■ Your instructions ■
Quote the news article about Deniliquin irrigators word for word, beginning at the words "Their mixed cropping" and stopping after "access to irrigation.".

■ Excerpt provided ■
-*-*-
Water will help farmers kick start economy post COVID-19, Deniliquin farmer saysBy Rodney Woods
As the impact of COVID-19 tightens its hold on Australia's economy and the Federal Government calls for local business to try and step-up to kick start our stalled economy, Deniliquin irrigator Sharni Hood stands ready.
But all she needs, to do her bit, is water.
Miss Hood farms with her partner Grant Lundie, her parents Warwick and Darryl Strong and relatives Tim and Rebecca Strong, on 1740 ha of irrigated land.
Their mixed cropping business has the potential to produce 4500 tonnes of rice, 4000 tonnes of mixed crop and turnover 4000 lambs annually, generating an income in excess of $3 million into the local community.
But the business model cannot perform if it does not have access to irrigation.
“We aren’t asking to be given water, nor are we requesting a government handout,” Miss Hood said.
-*-*-
■ Dataset ■
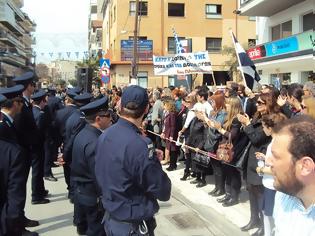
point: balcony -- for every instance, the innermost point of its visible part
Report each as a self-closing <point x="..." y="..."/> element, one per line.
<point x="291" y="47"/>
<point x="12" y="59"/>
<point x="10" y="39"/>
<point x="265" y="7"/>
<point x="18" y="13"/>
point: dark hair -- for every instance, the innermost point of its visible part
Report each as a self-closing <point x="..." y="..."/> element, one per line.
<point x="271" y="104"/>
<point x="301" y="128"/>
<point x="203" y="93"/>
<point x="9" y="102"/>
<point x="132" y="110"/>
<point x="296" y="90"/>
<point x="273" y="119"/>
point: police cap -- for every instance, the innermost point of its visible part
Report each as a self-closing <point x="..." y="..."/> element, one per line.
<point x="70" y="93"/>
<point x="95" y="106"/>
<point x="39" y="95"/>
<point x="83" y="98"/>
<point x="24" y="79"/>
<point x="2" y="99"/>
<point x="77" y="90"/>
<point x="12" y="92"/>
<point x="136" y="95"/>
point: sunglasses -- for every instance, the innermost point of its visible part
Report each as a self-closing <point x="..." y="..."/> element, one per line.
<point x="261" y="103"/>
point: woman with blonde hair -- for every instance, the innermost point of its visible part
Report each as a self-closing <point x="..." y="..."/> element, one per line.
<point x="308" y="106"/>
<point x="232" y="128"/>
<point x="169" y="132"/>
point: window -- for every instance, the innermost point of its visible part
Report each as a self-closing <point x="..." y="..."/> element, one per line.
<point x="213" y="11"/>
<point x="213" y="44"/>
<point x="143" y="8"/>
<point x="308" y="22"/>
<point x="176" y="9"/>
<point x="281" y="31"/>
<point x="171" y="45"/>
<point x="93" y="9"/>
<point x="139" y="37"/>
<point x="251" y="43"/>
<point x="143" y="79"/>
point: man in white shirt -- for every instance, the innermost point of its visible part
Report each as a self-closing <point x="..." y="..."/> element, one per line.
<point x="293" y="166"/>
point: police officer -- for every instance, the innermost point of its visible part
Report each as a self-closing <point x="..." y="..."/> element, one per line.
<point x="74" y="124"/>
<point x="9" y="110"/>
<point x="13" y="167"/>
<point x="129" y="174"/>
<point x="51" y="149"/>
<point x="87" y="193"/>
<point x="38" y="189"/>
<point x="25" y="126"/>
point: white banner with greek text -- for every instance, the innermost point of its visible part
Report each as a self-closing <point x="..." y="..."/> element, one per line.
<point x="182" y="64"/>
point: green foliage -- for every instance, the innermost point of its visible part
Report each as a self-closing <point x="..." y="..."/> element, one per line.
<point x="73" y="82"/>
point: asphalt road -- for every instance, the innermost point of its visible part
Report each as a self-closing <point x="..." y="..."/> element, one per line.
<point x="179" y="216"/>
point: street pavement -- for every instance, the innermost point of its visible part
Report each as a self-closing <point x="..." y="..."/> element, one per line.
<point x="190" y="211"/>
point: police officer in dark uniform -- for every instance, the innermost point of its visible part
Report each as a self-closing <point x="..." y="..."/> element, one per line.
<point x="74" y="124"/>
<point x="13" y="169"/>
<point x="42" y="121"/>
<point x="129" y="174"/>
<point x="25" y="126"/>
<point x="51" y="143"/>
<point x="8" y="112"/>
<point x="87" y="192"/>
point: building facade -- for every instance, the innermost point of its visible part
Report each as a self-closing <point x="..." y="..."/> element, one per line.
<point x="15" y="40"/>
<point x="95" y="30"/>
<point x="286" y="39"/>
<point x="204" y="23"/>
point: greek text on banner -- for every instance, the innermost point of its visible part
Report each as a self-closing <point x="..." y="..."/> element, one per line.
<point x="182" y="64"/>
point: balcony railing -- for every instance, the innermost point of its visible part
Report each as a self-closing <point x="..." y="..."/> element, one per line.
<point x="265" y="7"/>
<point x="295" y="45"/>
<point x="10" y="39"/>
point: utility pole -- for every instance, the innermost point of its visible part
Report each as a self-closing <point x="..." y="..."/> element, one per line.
-*-*-
■ Completed task ■
Their mixed cropping business has the potential to produce 4500 tonnes of rice, 4000 tonnes of mixed crop and turnover 4000 lambs annually, generating an income in excess of $3 million into the local community.
But the business model cannot perform if it does not have access to irrigation.